━━━ 抜粋テキスト

もう大分前ですけど、打ち合わせをしました。彼は仕事で、今は作業に入れて居ません。ですが、皆さんにテレビシリーズの楽曲を書いてくれると私は信じています。楽しみにしていてください。
今堀さんという人は、非常に天才肌の人で、セコイ理屈をこねる自分からすると、神のような存在です。彼のおかげで、トライガンという世界がひとつの大きなまとまりを持ってくれたかなと思っています。
彼の音楽は、僕の別の作品、「はじめの一歩」でもお願いしています。
僕にとっては、何人かいらっしゃる恩人の一人です。
4.内藤さん、トライガンを作っていただいて本当に感謝しています。私にとって、あの作品は伝説的です。
内:本当にありがとうございます。むしろ、今回アメリカの皆さんの声で、こうやって、アニメーションが一本出来るという形が出来たことが、日本のアニメーションの新しい伝説となると思います。
質問者:質問ですが、トライガン以外になにか新しい作品が出てきますか?
内:今ですね、単行本にはなってないんですけど、集英社のジャンプSQという雑誌で読みきりを何本か描いています。ニューヨークが一晩で別の世界と繋がってしまって、向こうの世界の住人と共存したり、争ったり、まあ、そこ自体が昔の上海みたいになって、色んな事件が起こる。そんなマンガを描いています。タイトルは「血界戦線」と言います。
すいません、全部日本語でまだ翻訳してないんですけど、結構自分で、楽しんで描いてます。これ描いたら、ていうか、ここに居る間にもちょっとずつ進めなきゃいけなんですけど、是非まとまったら読んでください。
5.内藤さん、こんにちは。僕は、子供のときからトライガンが大好きです。質問は、内藤さんから見て、アメリカのファンやアニメ事情についてどう思いますか?
内:えっと、僕も最初にアニメエキスポに来た時に、ここまでアニメが受け入れられていることを想像もしていなかったです。98年にアニメエキスポに来た時、日本ではトライガンの放送が始まったばかりで、結構海のものとも山のものともつかない者だったんでけど、ここまで温かく迎えてくれたことを覚えています。
僕は、このアニメがどっと入ってきて10年になるので、今度は定着してくる時期に入ってきているのでは無いかと思います。今度は、アニメとアメリカの文化が融合して、ここからまた何か新しいものが生まれてくることを楽しみにしています。
6.こんにちは、お二人に質問があります。内藤さんに質問ですが、ヴァッシュとウルフウッドには誰かモデルになった人はいますか?

━━━━━━

== 課題 A ==
抜粋テキストから、「今堀さんという人は、非常に天」を含む箇所で書き始め、「質問者:質問ですが、トライガン以外になにか新しい作品が出てきますか?」まで来たら止めて、その範囲を一字も変えずに出力してください。
== 課題 B ==
下に並ぶ行のうち、「exhaust」という文字列を含む行をすべて集め、一字も変えずに書き出してください。

━━━ 元の行

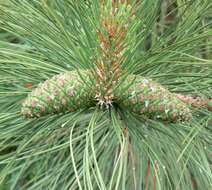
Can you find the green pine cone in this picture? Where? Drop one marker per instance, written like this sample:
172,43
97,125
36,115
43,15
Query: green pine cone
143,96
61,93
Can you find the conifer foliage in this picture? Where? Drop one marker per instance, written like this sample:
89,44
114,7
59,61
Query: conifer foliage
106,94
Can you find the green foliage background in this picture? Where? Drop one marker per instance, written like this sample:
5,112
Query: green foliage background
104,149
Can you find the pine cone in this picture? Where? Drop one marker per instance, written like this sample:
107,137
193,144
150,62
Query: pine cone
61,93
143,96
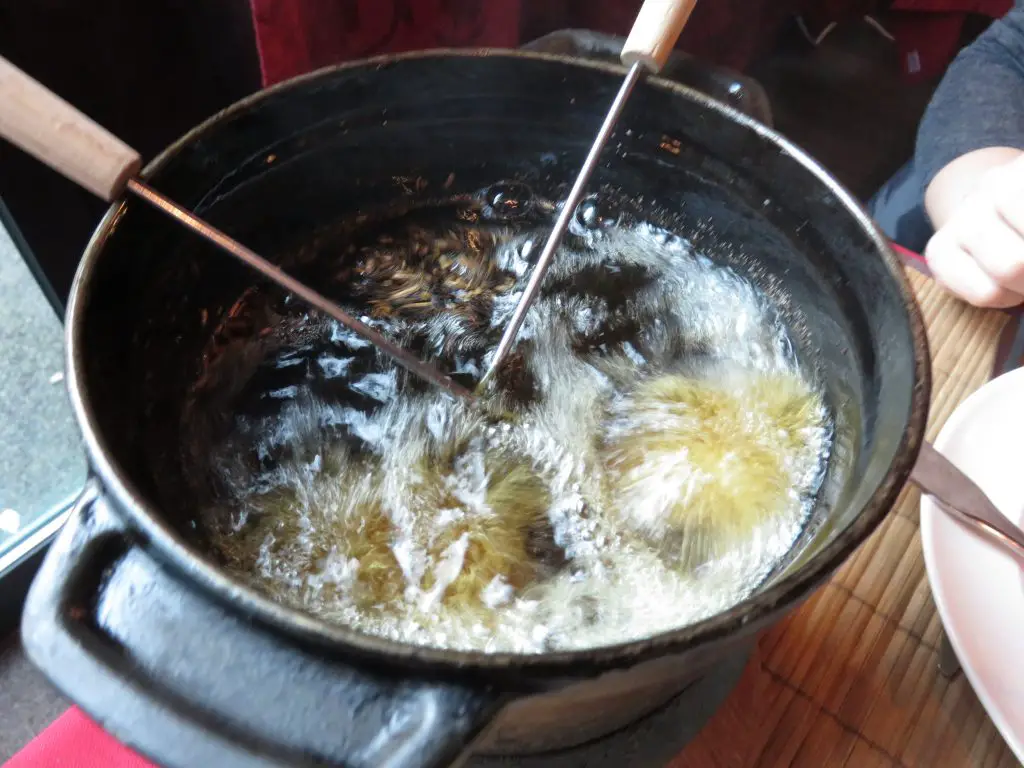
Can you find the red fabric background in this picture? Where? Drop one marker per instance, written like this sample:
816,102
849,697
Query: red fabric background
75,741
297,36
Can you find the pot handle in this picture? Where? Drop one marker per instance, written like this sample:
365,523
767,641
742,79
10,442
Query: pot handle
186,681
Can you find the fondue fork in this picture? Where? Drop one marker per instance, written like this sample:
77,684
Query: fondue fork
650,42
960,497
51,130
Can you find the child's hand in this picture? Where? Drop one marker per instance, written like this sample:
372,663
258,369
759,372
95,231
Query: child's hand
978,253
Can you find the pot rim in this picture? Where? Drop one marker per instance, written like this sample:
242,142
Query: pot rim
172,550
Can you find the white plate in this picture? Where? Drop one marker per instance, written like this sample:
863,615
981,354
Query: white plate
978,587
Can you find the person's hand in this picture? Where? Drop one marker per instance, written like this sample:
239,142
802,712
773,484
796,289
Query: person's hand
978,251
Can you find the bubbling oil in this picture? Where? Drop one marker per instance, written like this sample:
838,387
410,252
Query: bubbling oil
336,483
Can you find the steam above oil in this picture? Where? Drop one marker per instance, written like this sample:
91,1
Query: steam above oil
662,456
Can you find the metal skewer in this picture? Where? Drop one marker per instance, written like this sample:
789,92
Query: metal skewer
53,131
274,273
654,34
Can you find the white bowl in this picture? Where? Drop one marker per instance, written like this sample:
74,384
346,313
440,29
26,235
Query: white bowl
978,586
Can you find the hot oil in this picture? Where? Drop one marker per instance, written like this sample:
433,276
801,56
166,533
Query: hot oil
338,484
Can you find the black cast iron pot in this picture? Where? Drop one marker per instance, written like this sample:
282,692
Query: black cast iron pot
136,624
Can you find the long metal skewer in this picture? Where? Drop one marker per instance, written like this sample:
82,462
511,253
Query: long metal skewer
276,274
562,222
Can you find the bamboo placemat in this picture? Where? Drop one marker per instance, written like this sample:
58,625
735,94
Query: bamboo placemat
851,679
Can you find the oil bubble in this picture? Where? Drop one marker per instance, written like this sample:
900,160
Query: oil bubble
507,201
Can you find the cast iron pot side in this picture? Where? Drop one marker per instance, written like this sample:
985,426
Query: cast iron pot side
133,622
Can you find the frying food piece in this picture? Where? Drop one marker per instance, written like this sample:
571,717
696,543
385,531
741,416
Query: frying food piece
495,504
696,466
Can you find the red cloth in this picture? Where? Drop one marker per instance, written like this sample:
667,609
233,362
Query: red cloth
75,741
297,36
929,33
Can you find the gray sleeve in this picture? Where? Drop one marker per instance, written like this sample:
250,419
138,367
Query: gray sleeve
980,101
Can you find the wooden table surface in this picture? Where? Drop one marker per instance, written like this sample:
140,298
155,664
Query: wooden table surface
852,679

━━━━━━
━━━ 元の行

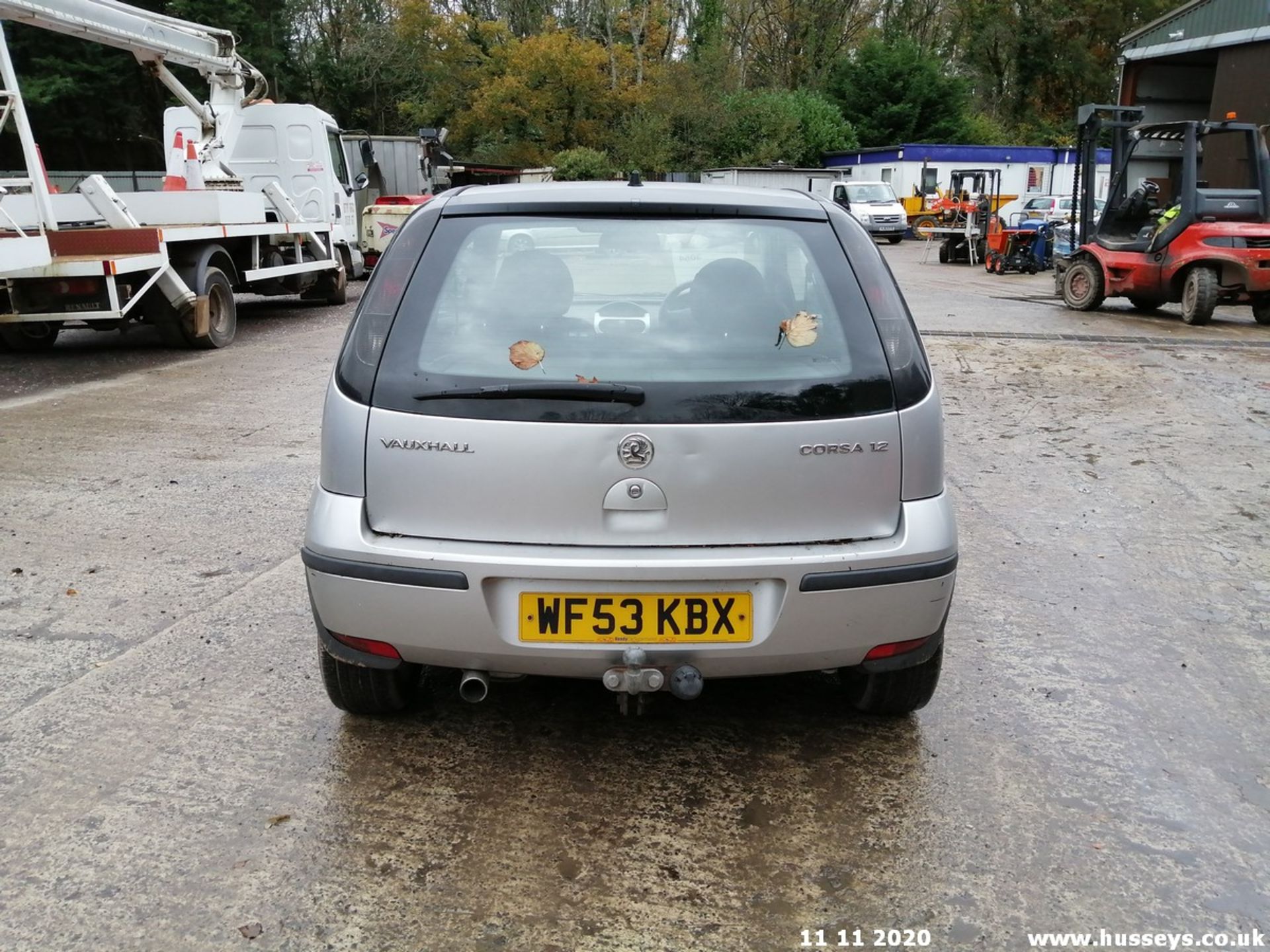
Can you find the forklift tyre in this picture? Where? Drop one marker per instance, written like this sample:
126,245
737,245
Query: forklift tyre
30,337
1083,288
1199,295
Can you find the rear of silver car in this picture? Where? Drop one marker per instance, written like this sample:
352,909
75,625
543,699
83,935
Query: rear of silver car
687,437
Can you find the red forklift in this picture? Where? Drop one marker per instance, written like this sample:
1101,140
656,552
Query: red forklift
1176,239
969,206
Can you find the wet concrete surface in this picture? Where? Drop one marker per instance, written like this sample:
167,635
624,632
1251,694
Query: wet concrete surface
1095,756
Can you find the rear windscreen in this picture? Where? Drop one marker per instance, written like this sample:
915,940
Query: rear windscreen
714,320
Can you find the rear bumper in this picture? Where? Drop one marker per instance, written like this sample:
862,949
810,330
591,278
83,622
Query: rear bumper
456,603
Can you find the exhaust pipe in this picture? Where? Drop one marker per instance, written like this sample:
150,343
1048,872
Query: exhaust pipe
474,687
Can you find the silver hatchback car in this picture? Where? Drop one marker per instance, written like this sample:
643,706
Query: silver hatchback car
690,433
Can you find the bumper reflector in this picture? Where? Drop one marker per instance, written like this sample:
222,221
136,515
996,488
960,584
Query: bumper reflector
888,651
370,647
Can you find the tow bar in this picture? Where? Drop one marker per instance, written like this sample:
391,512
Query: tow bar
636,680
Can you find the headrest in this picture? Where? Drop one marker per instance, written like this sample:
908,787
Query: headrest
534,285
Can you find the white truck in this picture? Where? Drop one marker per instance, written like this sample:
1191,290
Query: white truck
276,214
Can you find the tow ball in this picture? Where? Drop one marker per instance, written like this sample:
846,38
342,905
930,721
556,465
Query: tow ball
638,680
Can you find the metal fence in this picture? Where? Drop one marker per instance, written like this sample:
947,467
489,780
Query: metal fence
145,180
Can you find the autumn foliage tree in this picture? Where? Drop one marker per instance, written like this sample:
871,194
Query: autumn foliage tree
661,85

━━━━━━

== 完全な回答 A ==
今堀さんという人は、非常に天才肌の人で、セコイ理屈をこねる自分からすると、神のような存在です。彼のおかげで、トライガンという世界がひとつの大きなまとまりを持ってくれたかなと思っています。
彼の音楽は、僕の別の作品、「はじめの一歩」でもお願いしています。
僕にとっては、何人かいらっしゃる恩人の一人です。
4.内藤さん、トライガンを作っていただいて本当に感謝しています。私にとって、あの作品は伝説的です。
内:本当にありがとうございます。むしろ、今回アメリカの皆さんの声で、こうやって、アニメーションが一本出来るという形が出来たことが、日本のアニメーションの新しい伝説となると思います。
質問者:質問ですが、トライガン以外になにか新しい作品が出てきますか?

== 完全な回答 B ==
Can you find the exhaust pipe in this picture? Where? Drop one marker per instance, written like this sample:
Query: exhaust pipe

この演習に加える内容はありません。